Quite a few times during my work, we often dealt with semantic similarity. Indeed it is a widely used concept which, for example, could be a core functionality for a:
- document management system,
- photo and video cloud product (like Google or Amazon Photo),
- marketing platform which searches similar groups of people using their postings in social media,
- knowledge management system,
- and many other things.
And we’ve learned the hard way some practical specifics essential for Semantic Similarity functionality, which I will share with you today.
Approaches
As usual, we will start with a brief review of the domain.
Most of the time, the algorithm of calculation in Semantic Similarity ML models looks like following:
- Prepare the dataset.
- Train the model of use pre-trained model.
- Encode the texts we would like to compare to be fed to the model.
- Using the model, calculate the similarity of texts or measure how different they are.
The most often and widely used group of approaches are statistical methods based on a corpus. Corpus is a fancy word that means text that you have. Statistical techniques usually work well, but they have certain challenges for practical implementations.
In a nutshell, Corpus-based approaches calculate how often specific words or phrases are used together. For example, the term ‘actor’ is more often used with ‘movie’, but not ‘marshmallow’. This is calculated based on frequencies of certain words (or digrams, trigrams, etc.) that appear in the same phase and/or sentence.
In the same way, an algorithm can calculate the frequencies of specific phrases consisting of two (digram), three (trigram), and more words to appear in the same context (sentence, paragraph, etc.).
Based on statistical analysis (which I explained very briefly, and it is much more complicated), an algorithm can calculate the numerical representation of each word. Words represented by numbers can be combined in a numerical representation of a phrase and/or sentence (and even a paragraph). It is called ‘vector representation’ because we represent a sentence with a vector of numbers which each represents a word (for example, [234, 14, 11, 3, 18].
At first, we ‘tokenize’ the sentence (divide into pieces, and keep only important among them), and then we create a vector representation of a sentence or phrase. Then we feed vector representation to the model, which produces ’embedding’ – a conceptual numerical representation of a word, a sentence, or phrase. To some extent, Embedding represents a concept or a meaning of a word or a sentence.
Embedding is also a vector containing numbers. Depending on how complicated concepts we want to represent, we use different dimensions for a vector. It can be a 16 for something simple or 512 and more dimensions for something more complex.
When we have two embeddings representing sentences, we can calculate their similarity. There are many ways to measure similarities between vectors. It could be Euclidean distance, which measures the distance between all coordinates/values of a vector. Another way of measuring similarity is a Cosine similarity, which works better with NLP because it considers the distance and a cosine between two vectors.
I will not bother you with complicated (and simple formulas) and tell you that there is an easy way to measure Cosine similarity called ‘dot product’. Technically it is not precisely cosine similarity, but it is pretty similar. It measures angle and magnitude between two vectors, while Cosine similarity measures only the angle.
We will review a practical implementation of the dot product below.

## Instructions
1. In the semantic similarity text, which way of measuring similarity between vectors is said to work better with NLP?
2. Copy the semantic similarity text word for word, from "The most often" to "phase and/or sentence.".
The data has no connection to the semantic similarity text.

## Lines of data

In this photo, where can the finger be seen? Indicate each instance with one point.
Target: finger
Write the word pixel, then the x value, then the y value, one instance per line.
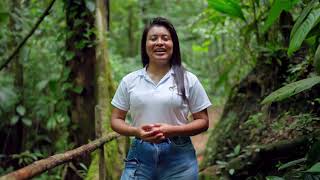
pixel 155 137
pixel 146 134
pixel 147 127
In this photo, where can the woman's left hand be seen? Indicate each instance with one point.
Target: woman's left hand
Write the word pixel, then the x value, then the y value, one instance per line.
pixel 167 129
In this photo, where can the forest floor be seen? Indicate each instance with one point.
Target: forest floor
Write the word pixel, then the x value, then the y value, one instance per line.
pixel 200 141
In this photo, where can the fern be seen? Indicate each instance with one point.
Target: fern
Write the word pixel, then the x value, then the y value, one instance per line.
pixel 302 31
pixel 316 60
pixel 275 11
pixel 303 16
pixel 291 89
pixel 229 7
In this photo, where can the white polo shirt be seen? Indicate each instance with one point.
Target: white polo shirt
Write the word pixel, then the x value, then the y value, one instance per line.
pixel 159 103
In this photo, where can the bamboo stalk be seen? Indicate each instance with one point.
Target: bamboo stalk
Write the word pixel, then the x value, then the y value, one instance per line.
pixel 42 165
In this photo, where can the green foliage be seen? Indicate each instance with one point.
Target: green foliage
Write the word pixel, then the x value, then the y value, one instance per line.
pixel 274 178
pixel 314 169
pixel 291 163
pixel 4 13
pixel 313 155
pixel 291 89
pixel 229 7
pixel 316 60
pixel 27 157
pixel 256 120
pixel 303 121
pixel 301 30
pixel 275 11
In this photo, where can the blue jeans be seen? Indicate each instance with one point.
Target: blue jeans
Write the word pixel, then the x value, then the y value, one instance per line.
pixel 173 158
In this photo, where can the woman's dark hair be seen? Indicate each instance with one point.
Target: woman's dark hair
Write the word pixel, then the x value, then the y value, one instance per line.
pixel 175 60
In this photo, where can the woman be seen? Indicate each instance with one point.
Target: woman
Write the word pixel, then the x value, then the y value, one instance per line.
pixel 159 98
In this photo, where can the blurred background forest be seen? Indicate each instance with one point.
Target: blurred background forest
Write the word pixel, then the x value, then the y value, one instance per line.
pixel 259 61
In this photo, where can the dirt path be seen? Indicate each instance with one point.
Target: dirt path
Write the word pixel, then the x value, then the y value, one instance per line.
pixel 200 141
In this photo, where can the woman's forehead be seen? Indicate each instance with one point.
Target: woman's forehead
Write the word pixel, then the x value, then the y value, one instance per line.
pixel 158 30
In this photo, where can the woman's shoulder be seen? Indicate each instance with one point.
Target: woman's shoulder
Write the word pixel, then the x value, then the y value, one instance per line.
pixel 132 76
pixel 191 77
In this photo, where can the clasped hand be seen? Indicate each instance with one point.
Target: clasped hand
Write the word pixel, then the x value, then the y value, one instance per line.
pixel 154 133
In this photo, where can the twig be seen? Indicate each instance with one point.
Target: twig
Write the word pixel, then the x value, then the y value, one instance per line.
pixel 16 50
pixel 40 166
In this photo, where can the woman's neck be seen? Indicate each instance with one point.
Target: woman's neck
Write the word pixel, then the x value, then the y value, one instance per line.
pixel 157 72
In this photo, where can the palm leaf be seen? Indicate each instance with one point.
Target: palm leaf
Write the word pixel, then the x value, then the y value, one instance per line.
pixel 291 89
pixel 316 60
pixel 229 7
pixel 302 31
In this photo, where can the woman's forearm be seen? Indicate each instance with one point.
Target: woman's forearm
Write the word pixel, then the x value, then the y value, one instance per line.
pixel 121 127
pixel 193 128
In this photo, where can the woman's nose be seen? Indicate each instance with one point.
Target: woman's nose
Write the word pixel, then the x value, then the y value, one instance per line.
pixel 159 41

...

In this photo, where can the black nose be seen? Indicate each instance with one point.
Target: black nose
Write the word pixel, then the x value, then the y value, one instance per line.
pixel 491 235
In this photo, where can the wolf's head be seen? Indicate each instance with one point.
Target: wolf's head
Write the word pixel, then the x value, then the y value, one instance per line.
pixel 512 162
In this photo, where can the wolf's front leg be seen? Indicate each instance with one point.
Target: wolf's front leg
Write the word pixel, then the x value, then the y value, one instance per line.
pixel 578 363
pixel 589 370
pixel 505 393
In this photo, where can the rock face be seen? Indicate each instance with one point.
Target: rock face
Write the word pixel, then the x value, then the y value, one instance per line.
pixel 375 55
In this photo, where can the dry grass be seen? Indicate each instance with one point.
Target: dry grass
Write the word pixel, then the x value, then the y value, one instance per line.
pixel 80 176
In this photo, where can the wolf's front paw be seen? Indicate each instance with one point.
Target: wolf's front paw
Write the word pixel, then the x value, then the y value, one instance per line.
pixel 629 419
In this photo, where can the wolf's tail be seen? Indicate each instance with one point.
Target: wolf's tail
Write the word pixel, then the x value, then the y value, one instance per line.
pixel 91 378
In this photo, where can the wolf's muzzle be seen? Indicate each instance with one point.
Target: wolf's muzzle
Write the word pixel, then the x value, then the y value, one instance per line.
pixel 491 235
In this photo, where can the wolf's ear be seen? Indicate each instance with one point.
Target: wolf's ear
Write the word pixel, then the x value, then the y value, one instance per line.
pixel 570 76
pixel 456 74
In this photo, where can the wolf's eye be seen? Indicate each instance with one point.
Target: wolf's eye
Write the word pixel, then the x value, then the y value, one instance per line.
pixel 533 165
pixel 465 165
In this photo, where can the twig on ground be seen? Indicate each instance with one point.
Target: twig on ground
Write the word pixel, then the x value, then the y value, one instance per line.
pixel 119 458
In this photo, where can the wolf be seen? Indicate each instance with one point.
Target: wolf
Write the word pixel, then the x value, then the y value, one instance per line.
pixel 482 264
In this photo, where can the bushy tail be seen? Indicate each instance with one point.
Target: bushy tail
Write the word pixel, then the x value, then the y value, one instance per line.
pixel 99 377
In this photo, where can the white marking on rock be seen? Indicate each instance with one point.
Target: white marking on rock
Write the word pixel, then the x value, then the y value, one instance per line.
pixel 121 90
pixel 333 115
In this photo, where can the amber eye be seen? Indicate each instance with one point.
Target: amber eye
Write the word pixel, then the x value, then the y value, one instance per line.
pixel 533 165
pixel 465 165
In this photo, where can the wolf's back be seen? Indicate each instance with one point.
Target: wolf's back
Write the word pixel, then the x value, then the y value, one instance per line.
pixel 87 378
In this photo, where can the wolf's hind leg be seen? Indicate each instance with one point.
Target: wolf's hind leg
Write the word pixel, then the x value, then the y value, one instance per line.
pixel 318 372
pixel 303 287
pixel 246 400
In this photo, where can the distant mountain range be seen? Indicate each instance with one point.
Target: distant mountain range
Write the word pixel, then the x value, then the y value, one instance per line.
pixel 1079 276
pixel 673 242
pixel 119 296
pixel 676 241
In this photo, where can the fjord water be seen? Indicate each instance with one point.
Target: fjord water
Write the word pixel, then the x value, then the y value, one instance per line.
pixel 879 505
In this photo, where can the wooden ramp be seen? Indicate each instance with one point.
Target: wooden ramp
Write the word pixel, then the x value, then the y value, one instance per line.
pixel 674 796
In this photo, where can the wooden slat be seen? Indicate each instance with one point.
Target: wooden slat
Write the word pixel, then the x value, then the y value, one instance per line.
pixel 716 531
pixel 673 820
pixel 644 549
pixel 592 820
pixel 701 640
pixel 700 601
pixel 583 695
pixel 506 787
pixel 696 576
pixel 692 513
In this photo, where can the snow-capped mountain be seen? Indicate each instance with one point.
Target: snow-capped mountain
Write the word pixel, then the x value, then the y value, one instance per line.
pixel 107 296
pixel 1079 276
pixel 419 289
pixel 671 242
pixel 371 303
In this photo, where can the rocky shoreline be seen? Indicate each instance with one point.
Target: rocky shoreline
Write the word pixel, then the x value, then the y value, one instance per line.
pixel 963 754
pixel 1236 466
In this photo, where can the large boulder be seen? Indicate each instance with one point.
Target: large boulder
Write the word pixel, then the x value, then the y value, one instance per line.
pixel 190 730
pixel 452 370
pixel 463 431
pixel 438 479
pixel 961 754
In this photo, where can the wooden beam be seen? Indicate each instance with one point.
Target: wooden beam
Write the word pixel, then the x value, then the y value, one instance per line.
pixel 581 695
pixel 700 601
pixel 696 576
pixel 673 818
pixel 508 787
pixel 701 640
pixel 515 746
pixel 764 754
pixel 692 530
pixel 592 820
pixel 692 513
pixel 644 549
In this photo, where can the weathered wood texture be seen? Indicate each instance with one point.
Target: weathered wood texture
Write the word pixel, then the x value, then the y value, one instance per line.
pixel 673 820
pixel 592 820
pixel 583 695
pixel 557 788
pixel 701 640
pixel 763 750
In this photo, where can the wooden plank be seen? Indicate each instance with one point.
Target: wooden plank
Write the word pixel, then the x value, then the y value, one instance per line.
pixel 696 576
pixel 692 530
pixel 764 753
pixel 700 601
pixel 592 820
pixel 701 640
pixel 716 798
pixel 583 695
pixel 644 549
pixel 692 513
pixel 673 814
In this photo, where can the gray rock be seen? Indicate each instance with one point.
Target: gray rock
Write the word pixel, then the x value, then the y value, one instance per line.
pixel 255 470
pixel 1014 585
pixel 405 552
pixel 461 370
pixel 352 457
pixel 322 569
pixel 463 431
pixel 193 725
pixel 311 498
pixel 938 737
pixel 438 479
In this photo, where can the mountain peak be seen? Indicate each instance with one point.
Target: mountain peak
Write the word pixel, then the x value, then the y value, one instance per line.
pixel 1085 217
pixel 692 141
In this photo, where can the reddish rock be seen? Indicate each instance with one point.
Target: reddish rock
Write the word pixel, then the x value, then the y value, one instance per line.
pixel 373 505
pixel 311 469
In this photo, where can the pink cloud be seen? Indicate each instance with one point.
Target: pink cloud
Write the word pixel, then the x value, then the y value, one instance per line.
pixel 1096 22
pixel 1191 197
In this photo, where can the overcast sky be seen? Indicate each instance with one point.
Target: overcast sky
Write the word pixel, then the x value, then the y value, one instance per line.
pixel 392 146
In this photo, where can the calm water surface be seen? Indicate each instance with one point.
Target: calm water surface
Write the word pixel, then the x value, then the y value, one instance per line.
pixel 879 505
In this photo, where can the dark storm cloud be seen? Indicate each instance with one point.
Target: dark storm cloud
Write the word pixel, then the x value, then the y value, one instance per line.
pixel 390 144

--

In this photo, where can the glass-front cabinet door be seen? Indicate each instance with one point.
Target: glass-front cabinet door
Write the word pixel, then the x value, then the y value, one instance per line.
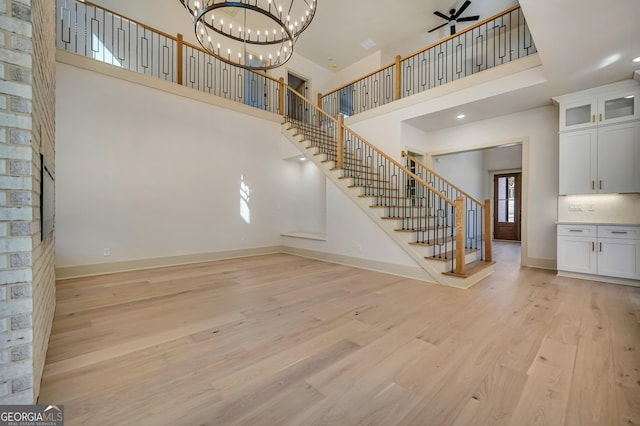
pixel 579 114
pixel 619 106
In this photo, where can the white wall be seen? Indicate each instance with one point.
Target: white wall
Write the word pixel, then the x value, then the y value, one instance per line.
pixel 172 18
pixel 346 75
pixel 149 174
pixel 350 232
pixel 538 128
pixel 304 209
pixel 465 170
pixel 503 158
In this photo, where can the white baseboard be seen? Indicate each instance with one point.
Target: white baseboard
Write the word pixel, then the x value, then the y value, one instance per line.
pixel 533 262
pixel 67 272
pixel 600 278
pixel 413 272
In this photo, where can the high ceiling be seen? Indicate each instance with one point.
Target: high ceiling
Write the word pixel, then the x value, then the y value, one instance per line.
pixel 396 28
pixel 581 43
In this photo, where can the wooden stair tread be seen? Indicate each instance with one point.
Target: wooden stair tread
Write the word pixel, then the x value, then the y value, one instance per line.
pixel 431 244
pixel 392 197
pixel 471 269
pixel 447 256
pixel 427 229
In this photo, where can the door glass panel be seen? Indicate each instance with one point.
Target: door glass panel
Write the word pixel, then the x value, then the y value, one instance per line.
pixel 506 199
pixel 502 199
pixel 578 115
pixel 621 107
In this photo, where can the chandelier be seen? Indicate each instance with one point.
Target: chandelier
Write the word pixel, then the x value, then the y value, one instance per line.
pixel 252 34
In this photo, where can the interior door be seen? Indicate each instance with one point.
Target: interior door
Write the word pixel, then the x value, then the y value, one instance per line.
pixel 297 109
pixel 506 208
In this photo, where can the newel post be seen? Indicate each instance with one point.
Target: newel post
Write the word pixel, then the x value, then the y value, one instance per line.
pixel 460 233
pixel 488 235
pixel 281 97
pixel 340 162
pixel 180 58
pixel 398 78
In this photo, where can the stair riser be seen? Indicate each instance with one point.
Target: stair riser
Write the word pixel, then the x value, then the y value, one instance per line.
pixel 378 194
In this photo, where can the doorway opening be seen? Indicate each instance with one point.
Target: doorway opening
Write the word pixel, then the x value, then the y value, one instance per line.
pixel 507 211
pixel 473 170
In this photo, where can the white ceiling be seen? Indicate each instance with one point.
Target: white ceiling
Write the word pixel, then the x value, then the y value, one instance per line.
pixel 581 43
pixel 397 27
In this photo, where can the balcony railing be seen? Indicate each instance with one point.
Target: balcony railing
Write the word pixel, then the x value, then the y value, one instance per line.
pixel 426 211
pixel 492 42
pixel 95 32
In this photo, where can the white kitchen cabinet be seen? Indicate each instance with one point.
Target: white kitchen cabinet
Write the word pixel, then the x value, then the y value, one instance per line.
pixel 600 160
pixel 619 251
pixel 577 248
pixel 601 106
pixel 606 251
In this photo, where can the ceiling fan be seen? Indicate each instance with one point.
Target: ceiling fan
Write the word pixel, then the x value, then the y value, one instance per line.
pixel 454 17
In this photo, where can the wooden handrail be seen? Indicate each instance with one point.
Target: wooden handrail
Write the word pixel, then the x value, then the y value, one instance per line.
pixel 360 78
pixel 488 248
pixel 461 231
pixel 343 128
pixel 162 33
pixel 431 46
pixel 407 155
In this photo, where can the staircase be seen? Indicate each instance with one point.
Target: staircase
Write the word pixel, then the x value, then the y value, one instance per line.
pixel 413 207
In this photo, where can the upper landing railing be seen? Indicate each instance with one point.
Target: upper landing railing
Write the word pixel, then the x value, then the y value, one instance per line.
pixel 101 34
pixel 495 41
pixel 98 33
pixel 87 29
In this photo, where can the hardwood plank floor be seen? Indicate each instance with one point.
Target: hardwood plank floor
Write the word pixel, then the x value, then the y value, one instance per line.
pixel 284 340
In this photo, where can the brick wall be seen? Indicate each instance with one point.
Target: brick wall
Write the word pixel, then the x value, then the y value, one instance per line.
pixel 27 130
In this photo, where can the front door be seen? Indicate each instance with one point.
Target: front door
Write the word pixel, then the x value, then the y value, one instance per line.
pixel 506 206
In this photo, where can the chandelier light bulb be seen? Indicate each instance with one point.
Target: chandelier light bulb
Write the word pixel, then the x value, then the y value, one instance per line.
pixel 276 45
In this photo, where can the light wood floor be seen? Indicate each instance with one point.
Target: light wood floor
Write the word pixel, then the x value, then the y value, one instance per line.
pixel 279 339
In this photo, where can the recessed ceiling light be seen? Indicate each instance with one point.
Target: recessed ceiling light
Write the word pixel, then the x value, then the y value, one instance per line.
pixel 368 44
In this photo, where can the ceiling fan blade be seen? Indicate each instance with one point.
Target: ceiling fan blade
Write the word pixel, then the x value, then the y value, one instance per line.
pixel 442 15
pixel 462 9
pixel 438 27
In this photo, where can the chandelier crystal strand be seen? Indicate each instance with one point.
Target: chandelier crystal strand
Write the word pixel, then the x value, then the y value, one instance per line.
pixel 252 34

## Response list
1. Cosine similarity

2.
The most often and widely used group of approaches are statistical methods based on a corpus. Corpus is a fancy word that means text that you have. Statistical techniques usually work well, but they have certain challenges for practical implementations.
In a nutshell, Corpus-based approaches calculate how often specific words or phrases are used together. For example, the term ‘actor’ is more often used with ‘movie’, but not ‘marshmallow’. This is calculated based on frequencies of certain words (or digrams, trigrams, etc.) that appear in the same phase and/or sentence.